>> begin Document

Pascal, intellectuals, and the love of God

The Jansenist controversy is a preeminent example of how “intellectuals” of whatever religion, or none at all, overthink an issue, overthinking being their chief intellectual pleasure, the source of their self-confidence and vanity.

Detail from a statue (1785) of Pascal studying the cycloid, by Augustin Pajou. (Image: Jastrow/Wikipedia)

Intellectual work is performed principally by four categories of people. The first is wise men: men of contemplation, true philosophers whose end is the discovery of truth. These have been for the most part the greatest philosophers of classical Greece, most notably Plato and Aristotle.

The second is comprised of what are called “thinkers” or, since the late 19th century, “intellectuals;” a species of mental acrobat for whom thought—the more complex and dense the better—is its own end: thought for thought’s sake, as art for aesthetes is for art’s sake. These flourished most spectacularly in England, France, and the Germanies in the 17th, 18th, and 19th centuries: One thinks of Descartes, Hobbes, Locke, Hegel, and, in the next century, Schopenhauer.

Finally, there are those men who straddle both categories and of whom the best examples are the Christian theological combatants of the Reformation period: Luther, Calvin, Molina, and Jansenius (Cornelius Jansen), for instance.

Pascal’s Pensées has been my bedside reading matter for the past couple of months, together with a brief biography of him by Marvin R. O’Connell. I have read Pascal regularly since I encountered him first in a class in French literature in secondary school, when the famous nuit de feu (23 November, 1654) left a strong impression on my mind, reminding me since perhaps of the circumstance of my own conversion ( dramatic, but far less so) conversion a quarter of a century later.

This time through the book, however, I recognize that what most fascinates me about Blaise Pascal and the Jansenist movement of which he was (in O’Connell’s opinion) a fellow traveler rather than a member is their insistence upon the total depravity of man. “[M]arriage,” Pascal thought, “[is] the most dangerous and the lowest of the conditions of life allowed a Christian.” Further, “It is untrue that we are worthy to be loved by others. It is unfair that we should think such a thing. The will is depraved.”

>> end Document

§ Written request 1
Please copy the records word for word, beginning at their very start and stopping after the line that contains "Provide the mask of every instance of the eaves". Leave the pictures out.

>> begin Extracted data

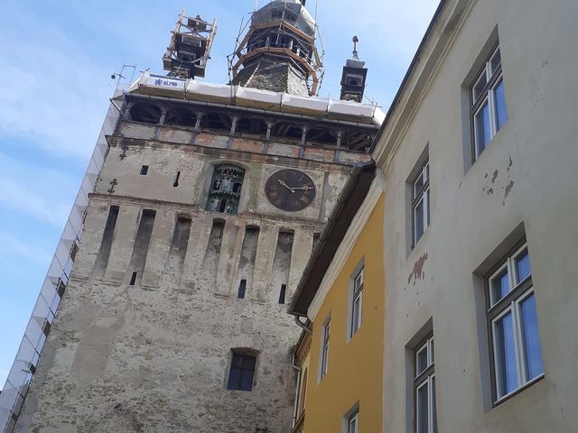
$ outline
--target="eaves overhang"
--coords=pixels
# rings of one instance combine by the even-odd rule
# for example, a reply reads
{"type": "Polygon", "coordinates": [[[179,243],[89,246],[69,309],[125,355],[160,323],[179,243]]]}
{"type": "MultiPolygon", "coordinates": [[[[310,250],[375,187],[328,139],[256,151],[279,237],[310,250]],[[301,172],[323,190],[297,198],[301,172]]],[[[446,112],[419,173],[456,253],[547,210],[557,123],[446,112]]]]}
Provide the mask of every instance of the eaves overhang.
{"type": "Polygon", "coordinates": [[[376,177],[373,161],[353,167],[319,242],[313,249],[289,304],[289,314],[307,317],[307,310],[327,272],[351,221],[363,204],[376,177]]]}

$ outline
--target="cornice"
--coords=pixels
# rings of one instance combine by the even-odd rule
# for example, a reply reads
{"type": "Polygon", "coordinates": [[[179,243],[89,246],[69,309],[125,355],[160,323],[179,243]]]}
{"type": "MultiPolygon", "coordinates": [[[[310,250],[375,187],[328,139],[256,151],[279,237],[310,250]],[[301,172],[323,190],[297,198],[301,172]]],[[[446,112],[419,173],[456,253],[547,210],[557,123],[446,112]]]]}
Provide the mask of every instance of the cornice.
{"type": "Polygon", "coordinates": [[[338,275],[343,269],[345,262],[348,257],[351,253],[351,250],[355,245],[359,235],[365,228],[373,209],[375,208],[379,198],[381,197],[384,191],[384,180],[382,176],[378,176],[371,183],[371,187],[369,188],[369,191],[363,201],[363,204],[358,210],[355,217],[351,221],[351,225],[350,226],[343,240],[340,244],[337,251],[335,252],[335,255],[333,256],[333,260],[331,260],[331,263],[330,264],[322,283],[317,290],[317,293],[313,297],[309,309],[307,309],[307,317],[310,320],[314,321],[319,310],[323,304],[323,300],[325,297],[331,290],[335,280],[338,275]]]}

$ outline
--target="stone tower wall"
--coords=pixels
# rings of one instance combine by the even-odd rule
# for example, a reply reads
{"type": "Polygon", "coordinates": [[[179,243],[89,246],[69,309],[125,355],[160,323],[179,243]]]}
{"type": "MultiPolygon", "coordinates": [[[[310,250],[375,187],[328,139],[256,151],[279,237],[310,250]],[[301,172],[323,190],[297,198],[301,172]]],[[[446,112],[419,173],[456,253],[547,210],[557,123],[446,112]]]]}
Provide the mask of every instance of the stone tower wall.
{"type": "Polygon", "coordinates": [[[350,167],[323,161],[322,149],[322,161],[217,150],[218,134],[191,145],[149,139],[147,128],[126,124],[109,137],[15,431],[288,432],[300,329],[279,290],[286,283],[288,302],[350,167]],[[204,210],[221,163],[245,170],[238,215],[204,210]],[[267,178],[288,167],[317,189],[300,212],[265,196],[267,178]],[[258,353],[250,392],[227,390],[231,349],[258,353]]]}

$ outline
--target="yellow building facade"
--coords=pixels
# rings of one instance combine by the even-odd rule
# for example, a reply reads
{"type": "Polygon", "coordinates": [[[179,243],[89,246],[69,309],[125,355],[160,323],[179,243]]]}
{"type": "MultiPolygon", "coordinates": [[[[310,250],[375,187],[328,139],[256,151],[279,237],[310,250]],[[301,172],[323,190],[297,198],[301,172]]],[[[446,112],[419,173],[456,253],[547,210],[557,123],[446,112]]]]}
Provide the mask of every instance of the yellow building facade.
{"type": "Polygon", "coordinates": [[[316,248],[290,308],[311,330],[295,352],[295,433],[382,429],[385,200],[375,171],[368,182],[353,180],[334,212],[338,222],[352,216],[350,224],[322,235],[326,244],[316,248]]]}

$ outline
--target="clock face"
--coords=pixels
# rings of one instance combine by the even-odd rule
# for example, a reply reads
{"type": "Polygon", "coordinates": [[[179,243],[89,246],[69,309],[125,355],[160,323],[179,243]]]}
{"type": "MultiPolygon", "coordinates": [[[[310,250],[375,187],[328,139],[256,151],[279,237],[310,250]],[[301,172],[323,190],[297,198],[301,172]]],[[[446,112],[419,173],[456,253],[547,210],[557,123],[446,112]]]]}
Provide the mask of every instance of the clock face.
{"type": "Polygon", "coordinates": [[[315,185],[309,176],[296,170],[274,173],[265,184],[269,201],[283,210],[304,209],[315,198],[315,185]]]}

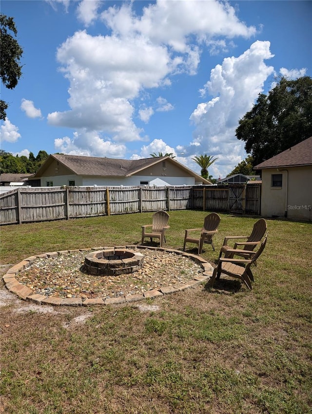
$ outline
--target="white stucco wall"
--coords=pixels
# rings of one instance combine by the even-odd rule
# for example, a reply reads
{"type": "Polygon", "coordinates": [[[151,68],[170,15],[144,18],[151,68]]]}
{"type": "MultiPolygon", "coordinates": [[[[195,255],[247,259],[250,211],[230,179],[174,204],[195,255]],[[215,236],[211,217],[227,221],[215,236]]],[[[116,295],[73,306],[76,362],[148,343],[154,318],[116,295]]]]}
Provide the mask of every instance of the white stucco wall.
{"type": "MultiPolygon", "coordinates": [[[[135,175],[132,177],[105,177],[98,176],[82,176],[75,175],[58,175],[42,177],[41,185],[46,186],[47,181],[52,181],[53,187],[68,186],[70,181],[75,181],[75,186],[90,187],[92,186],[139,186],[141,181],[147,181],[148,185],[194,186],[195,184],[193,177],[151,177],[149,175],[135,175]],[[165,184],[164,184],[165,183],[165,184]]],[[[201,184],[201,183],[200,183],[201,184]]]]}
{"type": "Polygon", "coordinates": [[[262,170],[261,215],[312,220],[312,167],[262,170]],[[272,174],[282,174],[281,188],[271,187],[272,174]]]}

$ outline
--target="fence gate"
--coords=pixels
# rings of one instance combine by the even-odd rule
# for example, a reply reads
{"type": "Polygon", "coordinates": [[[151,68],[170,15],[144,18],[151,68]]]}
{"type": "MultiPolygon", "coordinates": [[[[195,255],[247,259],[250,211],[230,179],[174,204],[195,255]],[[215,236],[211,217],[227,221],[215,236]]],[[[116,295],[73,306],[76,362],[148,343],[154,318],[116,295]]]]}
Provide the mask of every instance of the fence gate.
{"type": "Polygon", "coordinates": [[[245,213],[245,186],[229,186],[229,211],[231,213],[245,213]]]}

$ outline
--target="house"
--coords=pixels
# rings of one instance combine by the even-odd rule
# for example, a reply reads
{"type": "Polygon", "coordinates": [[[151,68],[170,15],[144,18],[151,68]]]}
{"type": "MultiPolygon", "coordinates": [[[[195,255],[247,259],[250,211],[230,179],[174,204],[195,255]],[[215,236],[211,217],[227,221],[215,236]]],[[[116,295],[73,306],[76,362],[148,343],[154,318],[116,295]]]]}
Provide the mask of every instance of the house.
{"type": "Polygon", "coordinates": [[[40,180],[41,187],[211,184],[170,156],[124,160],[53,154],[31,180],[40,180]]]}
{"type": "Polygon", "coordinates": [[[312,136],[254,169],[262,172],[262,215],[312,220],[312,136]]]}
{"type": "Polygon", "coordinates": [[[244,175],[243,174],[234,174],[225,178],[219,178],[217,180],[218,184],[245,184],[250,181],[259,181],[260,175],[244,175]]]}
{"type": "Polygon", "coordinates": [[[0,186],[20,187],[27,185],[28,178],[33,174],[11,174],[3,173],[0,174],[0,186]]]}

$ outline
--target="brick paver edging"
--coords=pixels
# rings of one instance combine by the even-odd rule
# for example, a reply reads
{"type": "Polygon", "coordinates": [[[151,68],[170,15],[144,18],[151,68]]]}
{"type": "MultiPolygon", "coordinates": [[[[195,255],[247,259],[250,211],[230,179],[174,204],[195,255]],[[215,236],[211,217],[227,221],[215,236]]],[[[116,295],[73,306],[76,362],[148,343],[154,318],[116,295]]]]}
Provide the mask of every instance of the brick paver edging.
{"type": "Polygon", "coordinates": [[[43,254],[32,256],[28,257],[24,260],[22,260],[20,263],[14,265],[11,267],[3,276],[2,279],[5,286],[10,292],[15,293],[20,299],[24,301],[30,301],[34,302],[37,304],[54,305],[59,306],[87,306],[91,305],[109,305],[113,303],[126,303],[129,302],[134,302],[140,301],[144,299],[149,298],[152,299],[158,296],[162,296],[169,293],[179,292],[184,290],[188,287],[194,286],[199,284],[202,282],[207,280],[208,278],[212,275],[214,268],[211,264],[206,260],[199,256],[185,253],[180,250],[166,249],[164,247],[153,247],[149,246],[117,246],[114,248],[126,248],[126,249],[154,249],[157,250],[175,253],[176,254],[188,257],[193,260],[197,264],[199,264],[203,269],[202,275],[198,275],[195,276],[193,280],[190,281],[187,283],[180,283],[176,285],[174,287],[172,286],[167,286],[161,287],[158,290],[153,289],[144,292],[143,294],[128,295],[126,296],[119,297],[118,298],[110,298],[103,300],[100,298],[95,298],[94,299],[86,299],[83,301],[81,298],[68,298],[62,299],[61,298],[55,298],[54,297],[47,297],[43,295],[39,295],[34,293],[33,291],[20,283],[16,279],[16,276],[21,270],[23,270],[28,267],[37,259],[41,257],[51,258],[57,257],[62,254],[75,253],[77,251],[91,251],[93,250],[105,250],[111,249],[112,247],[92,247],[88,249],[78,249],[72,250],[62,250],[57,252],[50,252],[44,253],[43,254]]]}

>> end Extracted data

§ Written request 2
In the article on Pascal and intellectuals, which two philosophers of classical Greece are named as the most notable wise men?

§ Correct output 1
$ outline
--target="eaves overhang"
--coords=pixels
# rings of one instance combine by the even-odd rule
# for example, a reply reads
{"type": "Polygon", "coordinates": [[[179,243],[89,246],[69,309],[125,355],[160,323],[179,243]]]}
{"type": "MultiPolygon", "coordinates": [[[[310,250],[375,187],[328,139],[256,151],[279,237],[310,250]],[[301,172],[323,190],[297,198],[301,172]]],[[[446,112],[419,173],[456,253],[547,210],[557,123],[446,112]]]]}
Provide the mask of every instance of the eaves overhang.

§ Correct output 2
Plato and Aristotle.